Work item
All of the data below should be returned exactly.

Dataset content

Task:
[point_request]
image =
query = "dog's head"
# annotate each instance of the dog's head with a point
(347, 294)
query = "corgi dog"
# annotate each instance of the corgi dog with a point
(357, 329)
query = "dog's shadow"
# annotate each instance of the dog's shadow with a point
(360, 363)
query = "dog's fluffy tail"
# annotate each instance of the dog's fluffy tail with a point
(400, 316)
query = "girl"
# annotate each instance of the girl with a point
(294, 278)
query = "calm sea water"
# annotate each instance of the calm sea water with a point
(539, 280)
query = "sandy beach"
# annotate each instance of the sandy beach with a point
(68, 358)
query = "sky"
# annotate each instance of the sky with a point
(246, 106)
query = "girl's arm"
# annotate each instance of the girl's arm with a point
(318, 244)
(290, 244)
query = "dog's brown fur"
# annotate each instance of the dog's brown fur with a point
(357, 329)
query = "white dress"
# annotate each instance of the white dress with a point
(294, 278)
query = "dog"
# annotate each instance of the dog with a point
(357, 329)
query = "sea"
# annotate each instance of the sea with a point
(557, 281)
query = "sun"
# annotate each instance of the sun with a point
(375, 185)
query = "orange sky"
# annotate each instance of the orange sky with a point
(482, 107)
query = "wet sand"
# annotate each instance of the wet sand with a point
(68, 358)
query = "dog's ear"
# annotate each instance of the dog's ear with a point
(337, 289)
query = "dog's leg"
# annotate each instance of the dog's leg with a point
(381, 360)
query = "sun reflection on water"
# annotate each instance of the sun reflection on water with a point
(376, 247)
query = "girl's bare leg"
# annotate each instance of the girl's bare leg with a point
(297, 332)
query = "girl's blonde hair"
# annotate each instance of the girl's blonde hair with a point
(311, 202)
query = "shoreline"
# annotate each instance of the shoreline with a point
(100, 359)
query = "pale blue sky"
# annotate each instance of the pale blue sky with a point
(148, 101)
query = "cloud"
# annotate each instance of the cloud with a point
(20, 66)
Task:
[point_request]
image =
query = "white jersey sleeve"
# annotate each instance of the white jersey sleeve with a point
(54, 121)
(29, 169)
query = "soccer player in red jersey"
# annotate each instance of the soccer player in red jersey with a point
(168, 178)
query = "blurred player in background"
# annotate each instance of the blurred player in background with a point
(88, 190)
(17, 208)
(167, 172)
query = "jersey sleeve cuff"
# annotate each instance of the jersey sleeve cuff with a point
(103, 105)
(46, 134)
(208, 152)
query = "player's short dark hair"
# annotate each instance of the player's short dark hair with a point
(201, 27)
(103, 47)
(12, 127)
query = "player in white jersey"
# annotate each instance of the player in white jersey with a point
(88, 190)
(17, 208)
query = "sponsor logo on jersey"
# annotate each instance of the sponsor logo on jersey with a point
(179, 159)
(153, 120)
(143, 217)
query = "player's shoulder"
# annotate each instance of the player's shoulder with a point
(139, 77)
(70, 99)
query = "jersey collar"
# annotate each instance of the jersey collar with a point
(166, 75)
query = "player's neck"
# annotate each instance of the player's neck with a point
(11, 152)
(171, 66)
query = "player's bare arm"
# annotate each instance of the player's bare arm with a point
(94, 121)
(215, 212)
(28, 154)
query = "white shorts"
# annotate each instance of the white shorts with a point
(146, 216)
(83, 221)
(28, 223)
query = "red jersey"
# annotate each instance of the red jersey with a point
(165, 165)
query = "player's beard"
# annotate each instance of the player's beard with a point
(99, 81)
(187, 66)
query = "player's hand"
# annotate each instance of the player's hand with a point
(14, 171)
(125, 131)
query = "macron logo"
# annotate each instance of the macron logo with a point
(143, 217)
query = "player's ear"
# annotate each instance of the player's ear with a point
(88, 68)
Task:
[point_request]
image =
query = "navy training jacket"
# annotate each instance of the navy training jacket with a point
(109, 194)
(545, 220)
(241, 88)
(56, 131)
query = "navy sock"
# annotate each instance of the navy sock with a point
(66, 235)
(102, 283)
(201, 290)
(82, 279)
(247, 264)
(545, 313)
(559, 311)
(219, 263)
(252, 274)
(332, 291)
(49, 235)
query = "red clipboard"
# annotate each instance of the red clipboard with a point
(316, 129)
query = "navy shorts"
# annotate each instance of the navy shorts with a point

Task result
Task:
[point_request]
image =
query = "dog's head"
# annotate each instance of the dog's head with a point
(347, 294)
query = "corgi dog"
# annotate each instance of the corgi dog with a point
(357, 329)
query = "dog's shadow"
# annotate each instance of the dog's shadow with a point
(360, 363)
query = "dog's fluffy tail"
# annotate each instance of the dog's fluffy tail with a point
(400, 316)
query = "girl"
# annotate each instance of the girl with a point
(294, 278)
query = "calm sea water"
# annotate each instance of the calm sea water with a point
(539, 280)
query = "sandy beach"
# annotate each instance of the sandy beach with a point
(68, 358)
query = "sky"
# annotate each instance of the sky with a point
(246, 106)
query = "girl's arm"
# annotate each instance of the girl's arm with a point
(318, 244)
(290, 244)
query = "dog's brown fur"
# annotate each instance of the dog's brown fur with a point
(357, 329)
query = "white dress"
# annotate each instance of the white dress with a point
(294, 278)
query = "dog"
# annotate each instance of the dog with a point
(357, 329)
query = "sea"
# annotate each instance of the sea with a point
(557, 281)
query = "sun"
# annotate each instance of the sun with a point
(375, 185)
query = "orange sky"
# annotate each instance of the orange sky with a point
(482, 107)
query = "wet sand"
# annotate each instance of the wet sand with a point
(68, 358)
query = "dog's ear"
# annotate each instance of the dog's ear with a point
(337, 289)
query = "dog's leg"
# annotate each instance of the dog's leg with a point
(381, 360)
query = "sun reflection on water"
# annotate each instance of the sun reflection on water with a point
(376, 247)
query = "girl's bare leg"
# annotate each instance of the girl's bare leg with a point
(297, 332)
query = "girl's blonde hair"
# annotate each instance of the girl's blonde hair with a point
(311, 202)
query = "shoreline"
# annotate each instance of the shoreline with a point
(100, 359)
query = "pale blue sky"
# annotate each instance of the pale blue sky with a point
(148, 101)
query = "cloud"
# annotate each instance of the cloud with a point
(20, 66)
Task:
[point_request]
image =
query = "white jersey sleeve"
# annotate each instance of the white jersey sleeve with a point
(54, 121)
(29, 169)
query = "soccer player in red jersey"
# annotate each instance of the soccer player in red jersey with a point
(168, 178)
query = "blurred player in background"
# annotate each instance of the blurred player in background with a point
(88, 190)
(17, 208)
(167, 172)
query = "jersey sleeve cuff"
# annotate each instance of the jersey sleeve cuff with a point
(103, 105)
(46, 134)
(208, 152)
query = "player's short dark hair"
# annotate each instance of the player's short dark hair with a point
(201, 27)
(103, 47)
(12, 127)
query = "player in white jersey"
# annotate each instance of the player in white jersey with a point
(88, 190)
(17, 208)
query = "sponsor logo on jersey"
# annotate each instance of the sponsor logo on jersey with a point
(179, 159)
(153, 120)
(143, 217)
query = "player's shoulder"
# annotate each instance of the player's shoulder with a point
(139, 77)
(70, 99)
query = "jersey collar"
# annotate each instance of the jersey collar with a point
(166, 75)
query = "player's neck"
# annotate each instance of the player's neck with a point
(11, 152)
(171, 66)
query = "player's bare arm"
# annotate each instance of the player's bare arm with a point
(94, 121)
(215, 212)
(28, 154)
query = "white shorts"
# annotate each instance of the white shorts with a point
(146, 216)
(83, 221)
(28, 223)
query = "red jersey"
# annotate each instance of the red jersey with a point
(165, 165)
query = "player's beard"
# annotate each instance of the player's beard with a point
(99, 81)
(187, 66)
query = "player's hand"
# annotate each instance of the player's hand with a point
(14, 171)
(125, 131)
query = "macron logo"
# annotate each instance of the macron logo with a point
(143, 217)
query = "player's ear"
# annotate each instance of the player's ear with a point
(88, 68)
Task:
[point_request]
image =
query = "navy training jacket"
# annotate each instance of the navy training jacket with a point
(109, 194)
(545, 220)
(241, 88)
(56, 131)
query = "navy sock"
# annotate each instance of the navy sock with a point
(66, 235)
(102, 283)
(201, 290)
(82, 279)
(247, 264)
(545, 313)
(559, 311)
(219, 263)
(252, 274)
(332, 291)
(49, 235)
query = "red clipboard"
# annotate each instance of the red clipboard with a point
(316, 129)
query = "navy shorts"
# annotate each instance of the navy shorts with a point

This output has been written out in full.